- [TASK] Repeat, word for word, the stretch of the Angels article from "Angels’ hopes end, despite" through "drama and tension.".

Angels’ hopes end, despite Boston’s help

Let’s take you out to the ballgame, Angels vintage. No peanuts and crackerjack. Just late-season major league drama and tension.

At 4:15 p.m. Monday, Torii Hunter said his Angels are “95% dead, but 5% alive.”

At 4:35, Manager Mike Scioscia said, “We’re still breathing.”

By 7:15, the gagging, choking, floundering Boston Red Sox had added oxygen. They had managed to lose again. The wild-card spot in the American League that was once an afterthought, a done deal for them, was still not settled. Tampa Bay had beaten the Yankees and was now tied for the wild-card spot, and the Angels, by winning, could stay alive and get themselves within two games of it, with two to go.


Take all the razor blades out of the medicine cabinets in the Red Sox clubhouse.

- [SOURCE INFORMATION]
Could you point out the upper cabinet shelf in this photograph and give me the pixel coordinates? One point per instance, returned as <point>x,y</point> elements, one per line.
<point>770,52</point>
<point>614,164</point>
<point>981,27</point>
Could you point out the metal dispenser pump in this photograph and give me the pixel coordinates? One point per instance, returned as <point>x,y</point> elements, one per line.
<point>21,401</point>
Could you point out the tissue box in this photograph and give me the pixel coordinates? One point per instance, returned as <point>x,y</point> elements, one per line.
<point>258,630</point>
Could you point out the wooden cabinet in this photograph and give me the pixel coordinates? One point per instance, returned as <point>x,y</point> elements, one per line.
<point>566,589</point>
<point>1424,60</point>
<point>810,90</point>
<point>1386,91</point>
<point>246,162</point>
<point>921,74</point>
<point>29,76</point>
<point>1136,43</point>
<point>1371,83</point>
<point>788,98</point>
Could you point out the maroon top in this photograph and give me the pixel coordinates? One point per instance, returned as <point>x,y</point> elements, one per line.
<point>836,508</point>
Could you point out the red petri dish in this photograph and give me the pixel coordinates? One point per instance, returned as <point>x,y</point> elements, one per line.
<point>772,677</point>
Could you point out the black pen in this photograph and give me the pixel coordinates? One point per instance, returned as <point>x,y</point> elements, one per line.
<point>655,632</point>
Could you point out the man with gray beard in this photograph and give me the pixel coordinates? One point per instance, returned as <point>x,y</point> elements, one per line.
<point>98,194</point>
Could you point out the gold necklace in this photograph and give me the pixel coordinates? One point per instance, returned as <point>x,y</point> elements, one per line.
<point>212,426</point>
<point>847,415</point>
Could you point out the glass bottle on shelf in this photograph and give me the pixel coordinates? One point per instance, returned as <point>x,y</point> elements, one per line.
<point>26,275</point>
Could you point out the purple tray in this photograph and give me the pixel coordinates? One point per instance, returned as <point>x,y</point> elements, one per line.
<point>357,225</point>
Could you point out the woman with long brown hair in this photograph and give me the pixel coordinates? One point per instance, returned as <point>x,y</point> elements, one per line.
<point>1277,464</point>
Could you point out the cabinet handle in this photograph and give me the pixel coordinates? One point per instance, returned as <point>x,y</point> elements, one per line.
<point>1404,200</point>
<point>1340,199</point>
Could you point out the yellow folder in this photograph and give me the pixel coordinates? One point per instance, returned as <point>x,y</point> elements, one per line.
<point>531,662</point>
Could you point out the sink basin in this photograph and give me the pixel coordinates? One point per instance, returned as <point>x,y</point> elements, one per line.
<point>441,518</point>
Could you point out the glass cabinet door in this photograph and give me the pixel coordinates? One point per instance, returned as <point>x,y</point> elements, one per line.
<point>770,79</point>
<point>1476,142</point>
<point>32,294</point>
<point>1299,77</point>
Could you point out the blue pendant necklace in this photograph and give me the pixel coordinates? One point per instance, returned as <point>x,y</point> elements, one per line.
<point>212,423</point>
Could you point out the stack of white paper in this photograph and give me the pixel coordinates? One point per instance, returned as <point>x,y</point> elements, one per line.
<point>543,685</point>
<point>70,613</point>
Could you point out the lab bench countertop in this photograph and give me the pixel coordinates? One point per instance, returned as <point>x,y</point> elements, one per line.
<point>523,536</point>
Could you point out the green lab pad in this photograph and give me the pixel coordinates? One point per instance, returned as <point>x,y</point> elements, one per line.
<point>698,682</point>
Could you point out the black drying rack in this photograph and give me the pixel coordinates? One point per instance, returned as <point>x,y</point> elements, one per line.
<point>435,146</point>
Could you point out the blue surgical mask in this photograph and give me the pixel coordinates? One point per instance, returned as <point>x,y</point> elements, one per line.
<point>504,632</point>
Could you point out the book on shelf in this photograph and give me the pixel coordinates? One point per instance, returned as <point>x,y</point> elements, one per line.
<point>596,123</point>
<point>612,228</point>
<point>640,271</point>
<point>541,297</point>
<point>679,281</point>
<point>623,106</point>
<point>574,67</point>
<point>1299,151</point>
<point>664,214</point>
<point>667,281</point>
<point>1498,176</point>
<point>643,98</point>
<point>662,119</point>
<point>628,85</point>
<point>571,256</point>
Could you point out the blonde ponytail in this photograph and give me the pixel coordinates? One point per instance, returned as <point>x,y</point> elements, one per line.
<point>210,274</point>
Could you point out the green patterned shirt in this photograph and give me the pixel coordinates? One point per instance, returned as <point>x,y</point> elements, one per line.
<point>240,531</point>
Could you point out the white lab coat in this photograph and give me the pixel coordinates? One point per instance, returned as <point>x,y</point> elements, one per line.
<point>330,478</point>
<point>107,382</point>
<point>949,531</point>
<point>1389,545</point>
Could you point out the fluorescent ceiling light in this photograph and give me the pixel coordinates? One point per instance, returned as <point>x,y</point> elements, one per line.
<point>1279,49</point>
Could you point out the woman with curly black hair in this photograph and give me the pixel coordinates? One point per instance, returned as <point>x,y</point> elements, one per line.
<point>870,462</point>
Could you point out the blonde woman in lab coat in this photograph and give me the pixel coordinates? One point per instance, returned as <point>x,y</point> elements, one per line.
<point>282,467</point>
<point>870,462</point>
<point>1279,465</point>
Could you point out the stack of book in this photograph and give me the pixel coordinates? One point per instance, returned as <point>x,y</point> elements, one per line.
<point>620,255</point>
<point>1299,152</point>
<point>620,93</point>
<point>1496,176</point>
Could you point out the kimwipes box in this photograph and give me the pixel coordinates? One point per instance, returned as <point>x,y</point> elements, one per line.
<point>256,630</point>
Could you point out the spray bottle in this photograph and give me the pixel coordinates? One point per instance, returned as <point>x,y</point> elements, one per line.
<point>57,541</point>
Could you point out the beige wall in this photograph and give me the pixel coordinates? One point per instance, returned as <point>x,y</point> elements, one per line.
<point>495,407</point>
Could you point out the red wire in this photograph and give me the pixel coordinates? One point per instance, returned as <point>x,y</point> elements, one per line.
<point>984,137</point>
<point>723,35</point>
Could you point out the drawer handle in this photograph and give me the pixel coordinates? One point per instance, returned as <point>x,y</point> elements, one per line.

- [RESULT OF THE TASK]
Angels’ hopes end, despite Boston’s help

Let’s take you out to the ballgame, Angels vintage. No peanuts and crackerjack. Just late-season major league drama and tension.